* Required action *
Leaving the images out, output each entry below exactly.

Dataset entries:

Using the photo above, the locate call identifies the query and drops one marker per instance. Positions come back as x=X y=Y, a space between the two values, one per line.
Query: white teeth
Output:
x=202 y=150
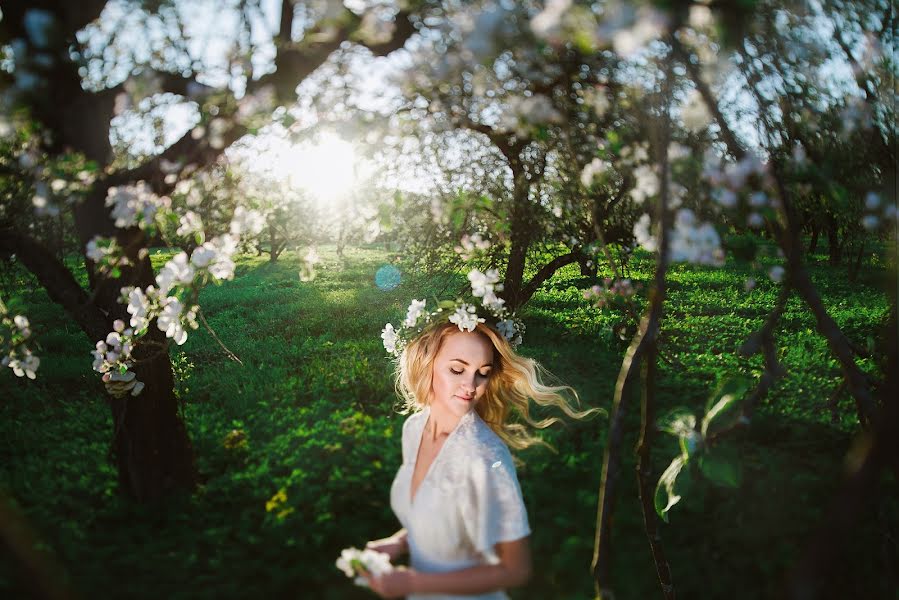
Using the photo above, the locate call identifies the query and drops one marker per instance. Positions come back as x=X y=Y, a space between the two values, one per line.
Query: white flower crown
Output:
x=464 y=314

* Exercise output *
Using the photo above, the locate call identifies the query and drops one marker per instance. Positions come back as x=X y=Y, a space between the two values, one per line.
Query: white teeth
Output:
x=202 y=150
Using the photo above, the locate call identifies the query and drops one marker per instance. Positions come back as x=X y=Y, a space between the two values, one per line.
Query: white flower crown
Output:
x=464 y=314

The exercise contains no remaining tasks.